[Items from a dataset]
Segment Open

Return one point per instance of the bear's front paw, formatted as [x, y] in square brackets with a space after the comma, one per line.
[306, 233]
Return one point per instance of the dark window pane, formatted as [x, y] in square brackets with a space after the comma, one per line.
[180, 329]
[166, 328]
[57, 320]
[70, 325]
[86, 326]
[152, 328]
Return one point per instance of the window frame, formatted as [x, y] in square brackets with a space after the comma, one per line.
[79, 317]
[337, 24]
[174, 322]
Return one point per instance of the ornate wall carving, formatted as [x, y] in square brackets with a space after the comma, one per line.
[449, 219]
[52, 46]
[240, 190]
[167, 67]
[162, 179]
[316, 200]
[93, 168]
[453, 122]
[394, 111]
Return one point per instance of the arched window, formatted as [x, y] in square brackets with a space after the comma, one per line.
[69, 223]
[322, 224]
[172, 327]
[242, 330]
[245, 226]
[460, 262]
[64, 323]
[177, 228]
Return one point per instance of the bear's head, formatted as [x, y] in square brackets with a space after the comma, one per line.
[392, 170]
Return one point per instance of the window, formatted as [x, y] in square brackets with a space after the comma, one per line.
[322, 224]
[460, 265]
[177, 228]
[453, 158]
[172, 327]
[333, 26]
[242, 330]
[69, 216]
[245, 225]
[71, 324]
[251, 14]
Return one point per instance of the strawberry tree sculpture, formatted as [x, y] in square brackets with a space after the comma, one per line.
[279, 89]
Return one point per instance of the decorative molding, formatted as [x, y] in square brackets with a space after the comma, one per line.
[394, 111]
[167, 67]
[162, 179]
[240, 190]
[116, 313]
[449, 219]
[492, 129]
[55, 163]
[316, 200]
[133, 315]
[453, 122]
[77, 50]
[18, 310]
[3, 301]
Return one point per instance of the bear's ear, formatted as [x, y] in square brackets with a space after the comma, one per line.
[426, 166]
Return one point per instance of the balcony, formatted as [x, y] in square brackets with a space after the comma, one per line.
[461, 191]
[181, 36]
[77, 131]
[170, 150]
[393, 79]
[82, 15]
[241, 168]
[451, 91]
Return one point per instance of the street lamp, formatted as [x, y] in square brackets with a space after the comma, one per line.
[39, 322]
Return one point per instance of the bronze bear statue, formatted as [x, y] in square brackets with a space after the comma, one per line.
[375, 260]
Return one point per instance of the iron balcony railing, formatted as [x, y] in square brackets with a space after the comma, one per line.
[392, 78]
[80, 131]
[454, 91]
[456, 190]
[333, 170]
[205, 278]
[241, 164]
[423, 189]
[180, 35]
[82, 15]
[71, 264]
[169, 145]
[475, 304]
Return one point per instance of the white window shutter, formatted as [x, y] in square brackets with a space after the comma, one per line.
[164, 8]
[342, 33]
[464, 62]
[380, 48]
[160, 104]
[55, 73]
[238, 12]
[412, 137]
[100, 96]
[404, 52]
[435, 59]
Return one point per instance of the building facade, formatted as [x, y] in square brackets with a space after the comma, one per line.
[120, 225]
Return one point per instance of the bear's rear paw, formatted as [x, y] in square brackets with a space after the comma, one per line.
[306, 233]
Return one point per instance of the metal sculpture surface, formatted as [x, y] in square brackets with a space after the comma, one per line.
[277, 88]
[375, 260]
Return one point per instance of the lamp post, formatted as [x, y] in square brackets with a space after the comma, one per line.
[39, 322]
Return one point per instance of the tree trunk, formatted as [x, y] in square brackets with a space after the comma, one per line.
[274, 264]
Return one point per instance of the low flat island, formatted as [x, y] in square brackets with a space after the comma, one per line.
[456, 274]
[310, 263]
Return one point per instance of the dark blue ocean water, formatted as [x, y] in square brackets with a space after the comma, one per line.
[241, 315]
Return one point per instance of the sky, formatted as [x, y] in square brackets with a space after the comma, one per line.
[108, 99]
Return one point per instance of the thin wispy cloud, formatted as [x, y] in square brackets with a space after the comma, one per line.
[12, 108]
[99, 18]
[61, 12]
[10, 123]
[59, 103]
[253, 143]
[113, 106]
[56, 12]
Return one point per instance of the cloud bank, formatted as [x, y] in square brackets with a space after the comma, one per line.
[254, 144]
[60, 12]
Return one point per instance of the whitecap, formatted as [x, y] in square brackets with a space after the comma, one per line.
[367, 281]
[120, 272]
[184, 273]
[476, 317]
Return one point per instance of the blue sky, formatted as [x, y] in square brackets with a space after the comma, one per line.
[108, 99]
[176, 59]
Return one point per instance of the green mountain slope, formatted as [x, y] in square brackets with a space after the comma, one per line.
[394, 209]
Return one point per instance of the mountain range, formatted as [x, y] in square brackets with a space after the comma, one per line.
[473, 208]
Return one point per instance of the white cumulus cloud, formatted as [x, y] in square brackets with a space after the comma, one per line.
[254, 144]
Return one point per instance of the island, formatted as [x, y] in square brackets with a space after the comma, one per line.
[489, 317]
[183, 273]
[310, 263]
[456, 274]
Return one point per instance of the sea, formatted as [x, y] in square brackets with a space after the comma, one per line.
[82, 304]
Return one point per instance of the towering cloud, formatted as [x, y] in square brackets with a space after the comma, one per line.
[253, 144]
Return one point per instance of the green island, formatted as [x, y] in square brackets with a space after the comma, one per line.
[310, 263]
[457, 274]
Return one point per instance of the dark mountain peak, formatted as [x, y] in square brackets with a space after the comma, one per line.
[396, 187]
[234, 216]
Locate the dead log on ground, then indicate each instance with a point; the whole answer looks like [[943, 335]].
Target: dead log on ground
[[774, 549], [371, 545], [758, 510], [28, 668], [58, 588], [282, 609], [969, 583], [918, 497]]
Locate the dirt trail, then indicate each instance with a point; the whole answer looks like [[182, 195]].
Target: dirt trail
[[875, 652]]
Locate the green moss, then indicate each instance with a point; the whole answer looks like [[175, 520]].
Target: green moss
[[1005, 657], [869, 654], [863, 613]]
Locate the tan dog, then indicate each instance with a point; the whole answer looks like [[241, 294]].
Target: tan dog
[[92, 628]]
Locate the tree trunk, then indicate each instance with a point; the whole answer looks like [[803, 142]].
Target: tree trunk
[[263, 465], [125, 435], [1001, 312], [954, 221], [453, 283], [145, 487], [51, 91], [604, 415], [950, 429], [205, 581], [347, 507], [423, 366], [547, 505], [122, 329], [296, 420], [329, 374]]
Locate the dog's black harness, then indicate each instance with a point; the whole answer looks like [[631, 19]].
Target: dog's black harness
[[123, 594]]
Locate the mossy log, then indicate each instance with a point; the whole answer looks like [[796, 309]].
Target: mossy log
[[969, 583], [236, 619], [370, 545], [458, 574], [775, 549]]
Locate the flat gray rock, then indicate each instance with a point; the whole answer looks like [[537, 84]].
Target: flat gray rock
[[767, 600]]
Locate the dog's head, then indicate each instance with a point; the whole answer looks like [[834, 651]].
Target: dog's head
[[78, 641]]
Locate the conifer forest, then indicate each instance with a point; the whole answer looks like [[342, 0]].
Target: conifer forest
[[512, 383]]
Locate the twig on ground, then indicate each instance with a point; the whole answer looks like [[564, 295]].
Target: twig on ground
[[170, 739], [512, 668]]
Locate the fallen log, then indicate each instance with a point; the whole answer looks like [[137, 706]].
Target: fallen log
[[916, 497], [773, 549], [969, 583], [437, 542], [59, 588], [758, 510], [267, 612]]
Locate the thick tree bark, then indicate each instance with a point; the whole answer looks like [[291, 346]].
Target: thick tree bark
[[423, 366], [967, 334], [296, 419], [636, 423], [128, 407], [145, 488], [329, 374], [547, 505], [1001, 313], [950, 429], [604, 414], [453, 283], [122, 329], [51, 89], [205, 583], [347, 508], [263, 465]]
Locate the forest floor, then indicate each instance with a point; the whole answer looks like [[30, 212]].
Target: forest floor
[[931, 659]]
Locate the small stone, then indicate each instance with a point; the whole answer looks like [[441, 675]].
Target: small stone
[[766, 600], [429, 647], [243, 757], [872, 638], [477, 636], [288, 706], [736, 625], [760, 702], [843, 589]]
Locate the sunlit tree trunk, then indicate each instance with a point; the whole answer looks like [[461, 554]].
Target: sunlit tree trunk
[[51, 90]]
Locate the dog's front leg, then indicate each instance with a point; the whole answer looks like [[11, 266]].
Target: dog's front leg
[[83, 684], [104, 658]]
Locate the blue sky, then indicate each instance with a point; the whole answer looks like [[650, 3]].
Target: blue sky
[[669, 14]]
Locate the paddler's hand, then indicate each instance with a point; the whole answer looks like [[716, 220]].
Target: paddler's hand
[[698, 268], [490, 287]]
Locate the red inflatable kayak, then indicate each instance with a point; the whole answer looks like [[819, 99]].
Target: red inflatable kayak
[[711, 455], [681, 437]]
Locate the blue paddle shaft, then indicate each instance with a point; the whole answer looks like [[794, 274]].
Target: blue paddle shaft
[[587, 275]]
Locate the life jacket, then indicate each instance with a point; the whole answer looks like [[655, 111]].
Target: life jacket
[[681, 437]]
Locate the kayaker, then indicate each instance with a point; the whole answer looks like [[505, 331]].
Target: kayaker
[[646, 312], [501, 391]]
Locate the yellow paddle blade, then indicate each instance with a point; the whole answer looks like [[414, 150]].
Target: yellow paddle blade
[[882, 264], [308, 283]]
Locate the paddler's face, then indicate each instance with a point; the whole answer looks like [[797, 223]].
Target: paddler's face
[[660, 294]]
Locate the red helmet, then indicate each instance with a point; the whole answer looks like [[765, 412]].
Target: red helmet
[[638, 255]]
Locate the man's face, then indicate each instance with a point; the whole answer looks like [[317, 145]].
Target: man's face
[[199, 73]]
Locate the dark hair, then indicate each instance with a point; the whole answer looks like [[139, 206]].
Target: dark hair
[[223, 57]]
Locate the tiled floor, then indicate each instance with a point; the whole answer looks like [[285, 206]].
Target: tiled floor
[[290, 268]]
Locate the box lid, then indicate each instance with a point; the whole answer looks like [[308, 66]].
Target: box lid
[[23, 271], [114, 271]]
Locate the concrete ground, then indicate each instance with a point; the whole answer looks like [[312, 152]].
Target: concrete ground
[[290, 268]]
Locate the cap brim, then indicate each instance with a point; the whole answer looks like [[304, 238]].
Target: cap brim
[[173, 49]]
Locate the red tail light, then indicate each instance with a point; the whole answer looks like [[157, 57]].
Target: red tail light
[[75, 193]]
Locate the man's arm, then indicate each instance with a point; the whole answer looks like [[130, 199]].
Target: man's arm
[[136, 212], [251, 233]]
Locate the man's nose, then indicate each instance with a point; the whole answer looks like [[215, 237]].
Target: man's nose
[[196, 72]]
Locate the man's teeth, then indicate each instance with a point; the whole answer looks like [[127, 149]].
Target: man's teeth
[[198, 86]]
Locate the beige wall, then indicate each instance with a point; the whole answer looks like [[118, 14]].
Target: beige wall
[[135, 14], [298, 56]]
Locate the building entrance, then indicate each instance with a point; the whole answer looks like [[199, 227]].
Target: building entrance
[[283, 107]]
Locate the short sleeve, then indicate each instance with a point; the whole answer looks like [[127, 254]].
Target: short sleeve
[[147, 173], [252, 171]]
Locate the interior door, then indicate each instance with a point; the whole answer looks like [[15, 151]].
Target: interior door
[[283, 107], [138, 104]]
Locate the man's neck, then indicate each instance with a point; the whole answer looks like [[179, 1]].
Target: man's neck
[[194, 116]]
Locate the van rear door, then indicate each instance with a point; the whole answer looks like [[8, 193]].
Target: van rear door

Segment Closed

■ PROBLEM DESCRIPTION ■
Your answer should be the lines above from the one containing "Target: dog's head" through the one containing "Locate the blue paddle", copied exactly and with both ends kept.

■ EXPECTED ANSWER ■
Target: dog's head
[[78, 641]]
Locate the conifer forest, then indicate each instance with a point; the whole answer looks like [[342, 0]].
Target: conifer forest
[[512, 383]]
Locate the twig on ground, then indicate each instance with a point; the whole answer looks like [[564, 295]].
Target: twig on ground
[[170, 739], [512, 668]]
Locate the fallen log, then indicate each instance with a point; the whole answer looks like [[137, 706]].
Target: fallen log
[[916, 497], [773, 549], [969, 583], [437, 542], [59, 588], [758, 510], [267, 612]]
Locate the thick tree bark, then indicate each instance with a point; the whole answer looks like [[291, 346]].
Target: thick tree bark
[[423, 366], [967, 334], [296, 419], [636, 423], [128, 407], [145, 488], [329, 374], [547, 505], [1001, 313], [950, 429], [604, 414], [453, 283], [122, 329], [51, 89], [205, 583], [347, 508], [263, 465]]
Locate the forest floor, then indicate each instance with a point; the whole answer looks like [[30, 212]].
Target: forest floor
[[931, 659]]
Locate the small stone, then indicate each instance with a point; the whole answer looks like [[441, 675]].
Target: small stone
[[766, 600], [429, 647], [243, 757], [872, 638], [477, 636], [288, 706], [736, 625], [760, 702], [843, 589]]
Locate the sunlit tree trunk, then indicate each instance with a point; the whole answer looks like [[461, 554]].
Target: sunlit tree trunk
[[51, 90]]
Locate the dog's front leg, then indicate each instance with a point; the whole answer looks like [[11, 266]].
Target: dog's front leg
[[83, 684], [104, 658]]
Locate the blue sky, then indicate each instance with a point; the whole answer looks like [[650, 3]].
Target: blue sky
[[669, 14]]
Locate the paddler's hand, then indicate each instance with a point; the whole answer looks like [[716, 220]].
Target: paddler's hand
[[698, 268], [490, 287]]
Locate the red inflatable kayak, then indicate each instance with a point; the whole answer looks like [[819, 99]].
Target: red inflatable kayak
[[711, 455], [681, 437]]
Locate the blue paddle shaft, then indicate each instance with a point; the whole answer looks like [[794, 274]].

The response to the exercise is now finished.